Items listed in a dataset
####

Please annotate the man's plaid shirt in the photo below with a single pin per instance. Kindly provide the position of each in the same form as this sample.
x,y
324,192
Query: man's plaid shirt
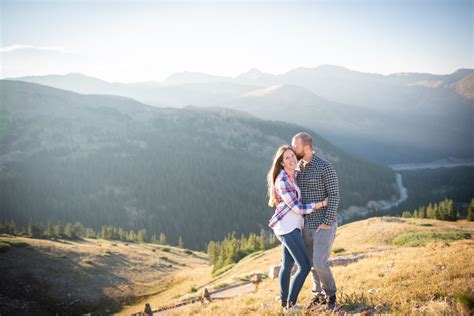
x,y
317,181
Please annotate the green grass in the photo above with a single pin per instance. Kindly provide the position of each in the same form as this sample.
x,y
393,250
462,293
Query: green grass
x,y
466,299
420,239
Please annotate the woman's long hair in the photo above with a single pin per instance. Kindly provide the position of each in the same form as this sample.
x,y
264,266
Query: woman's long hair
x,y
273,173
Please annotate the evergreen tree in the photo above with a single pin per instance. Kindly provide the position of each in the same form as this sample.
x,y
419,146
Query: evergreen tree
x,y
470,211
261,240
50,231
132,236
422,212
142,236
429,211
212,252
162,239
69,231
57,231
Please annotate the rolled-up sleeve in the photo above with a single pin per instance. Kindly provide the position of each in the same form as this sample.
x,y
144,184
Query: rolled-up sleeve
x,y
288,196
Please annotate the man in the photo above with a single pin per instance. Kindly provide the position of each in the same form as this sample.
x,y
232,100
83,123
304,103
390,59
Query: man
x,y
317,180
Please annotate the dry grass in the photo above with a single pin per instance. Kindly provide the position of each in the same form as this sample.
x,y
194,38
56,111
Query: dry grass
x,y
433,279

####

Instructions for the task
Leaving the pictures out, set down all of the data again exactly.

Answer to the problem
Please annotate the man's plaid shirt in the photo below with a single pin per instance. Kindly provide the position of each in the same form as this sample.
x,y
324,192
Query: man's plaid shirt
x,y
317,181
Please annotate the green grass in the photo above with a single pin per instance. Kindly provide the position of each in the same form as this sample.
x,y
393,250
462,293
Query: green grass
x,y
466,299
420,239
Please annotate the woman's long hair in the photo above with a single pin per instance. Kindly provide the position of each in the same form as this sample.
x,y
264,266
Query: woman's long hair
x,y
273,173
Please annotate the evergreen tree in the photo above with a single pin per instance. Kindly provide the position of each in the same form as this sample.
x,y
419,146
Query: evergreen tree
x,y
470,211
261,240
50,231
132,236
422,212
142,236
429,211
212,252
162,239
69,231
57,231
Please annotate the rolled-up sleeve in the photo above with a single pin per instance. Kindly provide the position of each in the same form as this sample.
x,y
144,184
Query: rolled-up sleeve
x,y
288,196
Please annotate the man in the photo above with a single pin per instance. Kindly provide the position of each in the same form as this sample.
x,y
232,100
83,123
304,103
390,59
Query: man
x,y
317,180
Please annotate the dry grass in the photo above with a single pin per instance. Kindly provide the position of each in the same form as this sample.
x,y
194,38
56,111
Query: dry grass
x,y
433,279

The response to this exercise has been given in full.